**DIRECTIONS**
(1) In the post on cert pinning, what two possible sources for the pins are named?
(2) Copy the cert pinning post word for word, from "Cert pinning" up to and including "it should stay.".

Cert pinning

Richard Laager rlaager at wiktel.com
Mon Apr 1 02:57:22 UTC 2019


Let me try this again, as one standalone post, updated with the latest
information, including that we already have a documented "ca" option
which just needs implementation.

1) I agree that "noval" is useful for _debugging_. For now, and probably
indefinitely, it should stay.

2) Since "noval" disables the security, using "noval" means one is
essentially falling back to non-NTS. Therefore, "noval" doesn't make any
sense for long-term production use. A user contemplating using "noval"
indefinitely in production should either fix the validation so NTS is
actually providing some security benefit, or just use plain NTP if they
don't care about the security benefits of NTS.

3) Right now, you (Gary) are trying to connect to some server, which is
failing because it uses a private root CA, which you are (quite
reasonably) unwilling to trust system-wide. Once the "ca" option is
implemented, you can use that option for that particular association,
and you will no longer need "noval" for that particular association.

4) Implementing certificate pinning would be a "nice to have" feature
that can increase security above and beyond normal certificate validation.

4A) The pins could come from manual configuration and/or DANE, depending
on what someone is willing to implement in ntpd.

Those somewhat cover different use cases. Manual configuration allows
the administrator of the client to manually tighten the requirements.

(Stored data)
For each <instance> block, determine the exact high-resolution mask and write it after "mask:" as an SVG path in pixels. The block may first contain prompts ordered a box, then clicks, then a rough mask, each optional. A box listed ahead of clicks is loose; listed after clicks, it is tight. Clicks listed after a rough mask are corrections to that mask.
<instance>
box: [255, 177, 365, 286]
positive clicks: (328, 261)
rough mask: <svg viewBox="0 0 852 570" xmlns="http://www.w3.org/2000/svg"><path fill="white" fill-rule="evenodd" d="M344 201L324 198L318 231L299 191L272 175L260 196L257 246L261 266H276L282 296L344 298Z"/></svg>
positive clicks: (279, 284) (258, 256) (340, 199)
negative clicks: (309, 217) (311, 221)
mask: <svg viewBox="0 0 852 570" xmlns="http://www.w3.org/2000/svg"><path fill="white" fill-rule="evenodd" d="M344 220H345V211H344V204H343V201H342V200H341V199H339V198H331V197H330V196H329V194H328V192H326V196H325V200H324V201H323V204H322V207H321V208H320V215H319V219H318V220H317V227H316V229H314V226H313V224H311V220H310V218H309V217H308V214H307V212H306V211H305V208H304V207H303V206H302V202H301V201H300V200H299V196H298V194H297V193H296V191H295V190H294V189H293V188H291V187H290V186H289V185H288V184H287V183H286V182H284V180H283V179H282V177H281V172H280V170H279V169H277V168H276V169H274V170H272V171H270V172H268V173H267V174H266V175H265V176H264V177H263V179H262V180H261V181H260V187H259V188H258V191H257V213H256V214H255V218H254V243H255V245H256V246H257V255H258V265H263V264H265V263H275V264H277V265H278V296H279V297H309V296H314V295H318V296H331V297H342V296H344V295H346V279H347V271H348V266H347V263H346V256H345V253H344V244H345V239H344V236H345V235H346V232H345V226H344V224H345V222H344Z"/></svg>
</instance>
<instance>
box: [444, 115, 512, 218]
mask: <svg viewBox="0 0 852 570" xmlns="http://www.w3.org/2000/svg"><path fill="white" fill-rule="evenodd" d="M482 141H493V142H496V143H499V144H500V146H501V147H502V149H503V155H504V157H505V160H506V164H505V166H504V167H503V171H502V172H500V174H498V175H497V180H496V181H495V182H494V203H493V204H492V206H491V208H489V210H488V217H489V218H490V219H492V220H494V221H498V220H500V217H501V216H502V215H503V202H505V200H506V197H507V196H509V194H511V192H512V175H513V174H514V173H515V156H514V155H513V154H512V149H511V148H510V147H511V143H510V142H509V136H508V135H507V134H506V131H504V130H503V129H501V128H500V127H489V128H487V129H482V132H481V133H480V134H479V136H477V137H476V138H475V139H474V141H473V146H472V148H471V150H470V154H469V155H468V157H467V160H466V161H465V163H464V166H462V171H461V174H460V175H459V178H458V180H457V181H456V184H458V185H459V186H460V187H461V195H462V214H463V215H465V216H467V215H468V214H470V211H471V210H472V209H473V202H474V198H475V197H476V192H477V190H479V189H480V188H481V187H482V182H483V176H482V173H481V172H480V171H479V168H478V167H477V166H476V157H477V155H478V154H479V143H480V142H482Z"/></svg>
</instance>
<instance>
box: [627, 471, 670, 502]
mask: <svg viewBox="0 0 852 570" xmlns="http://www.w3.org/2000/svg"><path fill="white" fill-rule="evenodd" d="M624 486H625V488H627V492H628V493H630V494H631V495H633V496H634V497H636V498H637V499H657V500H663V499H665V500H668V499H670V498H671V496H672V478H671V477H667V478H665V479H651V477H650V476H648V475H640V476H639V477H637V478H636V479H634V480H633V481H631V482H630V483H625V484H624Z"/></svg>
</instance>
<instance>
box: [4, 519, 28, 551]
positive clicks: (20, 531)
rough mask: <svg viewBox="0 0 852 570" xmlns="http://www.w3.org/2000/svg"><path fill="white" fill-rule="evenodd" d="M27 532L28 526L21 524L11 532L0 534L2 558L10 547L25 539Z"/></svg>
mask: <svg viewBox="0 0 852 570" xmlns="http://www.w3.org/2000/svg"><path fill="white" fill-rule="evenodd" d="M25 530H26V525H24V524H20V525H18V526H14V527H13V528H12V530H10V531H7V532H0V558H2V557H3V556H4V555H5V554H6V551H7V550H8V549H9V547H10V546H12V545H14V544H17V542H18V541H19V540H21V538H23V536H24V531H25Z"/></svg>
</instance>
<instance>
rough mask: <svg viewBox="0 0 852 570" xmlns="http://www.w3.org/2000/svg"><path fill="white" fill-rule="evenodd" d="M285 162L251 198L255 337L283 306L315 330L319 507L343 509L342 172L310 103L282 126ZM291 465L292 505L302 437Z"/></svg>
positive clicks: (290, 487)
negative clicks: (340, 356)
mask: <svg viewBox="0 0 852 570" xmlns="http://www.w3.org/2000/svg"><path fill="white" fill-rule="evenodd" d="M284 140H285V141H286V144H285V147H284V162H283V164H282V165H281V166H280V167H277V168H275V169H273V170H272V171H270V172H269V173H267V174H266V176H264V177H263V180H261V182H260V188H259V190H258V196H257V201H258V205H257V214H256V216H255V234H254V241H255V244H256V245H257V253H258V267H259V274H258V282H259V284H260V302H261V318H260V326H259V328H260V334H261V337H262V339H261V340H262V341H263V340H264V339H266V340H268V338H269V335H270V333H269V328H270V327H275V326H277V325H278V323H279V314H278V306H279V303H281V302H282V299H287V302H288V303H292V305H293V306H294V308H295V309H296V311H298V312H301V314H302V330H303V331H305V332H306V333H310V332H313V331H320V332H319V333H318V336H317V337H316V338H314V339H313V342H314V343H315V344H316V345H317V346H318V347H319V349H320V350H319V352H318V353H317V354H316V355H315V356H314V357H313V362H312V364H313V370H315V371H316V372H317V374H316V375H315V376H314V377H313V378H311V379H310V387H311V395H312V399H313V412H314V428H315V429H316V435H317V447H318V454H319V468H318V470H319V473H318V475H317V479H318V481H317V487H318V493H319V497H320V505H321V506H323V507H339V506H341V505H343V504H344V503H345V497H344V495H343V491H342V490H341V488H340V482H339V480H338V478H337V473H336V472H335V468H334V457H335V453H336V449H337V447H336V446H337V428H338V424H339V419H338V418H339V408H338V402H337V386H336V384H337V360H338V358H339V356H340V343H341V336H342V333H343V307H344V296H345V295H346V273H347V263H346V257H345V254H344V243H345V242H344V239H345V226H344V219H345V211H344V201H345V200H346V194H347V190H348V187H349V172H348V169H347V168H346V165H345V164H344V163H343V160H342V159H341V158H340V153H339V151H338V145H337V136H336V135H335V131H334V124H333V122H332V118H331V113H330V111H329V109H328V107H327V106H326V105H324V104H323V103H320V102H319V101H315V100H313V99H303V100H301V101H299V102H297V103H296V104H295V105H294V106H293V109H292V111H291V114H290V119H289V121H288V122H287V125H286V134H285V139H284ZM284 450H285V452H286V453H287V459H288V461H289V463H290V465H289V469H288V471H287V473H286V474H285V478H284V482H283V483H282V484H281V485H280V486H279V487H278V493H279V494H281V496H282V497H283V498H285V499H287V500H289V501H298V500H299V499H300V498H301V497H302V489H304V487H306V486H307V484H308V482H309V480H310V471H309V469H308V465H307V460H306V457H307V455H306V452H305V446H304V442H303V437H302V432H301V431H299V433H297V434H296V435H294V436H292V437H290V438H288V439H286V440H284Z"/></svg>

**YOUR WRITTEN ANSWERS**
(1) Manual configuration and/or DANE.

(2)
Cert pinning

Richard Laager rlaager at wiktel.com
Mon Apr 1 02:57:22 UTC 2019


Let me try this again, as one standalone post, updated with the latest
information, including that we already have a documented "ca" option
which just needs implementation.

1) I agree that "noval" is useful for _debugging_. For now, and probably
indefinitely, it should stay.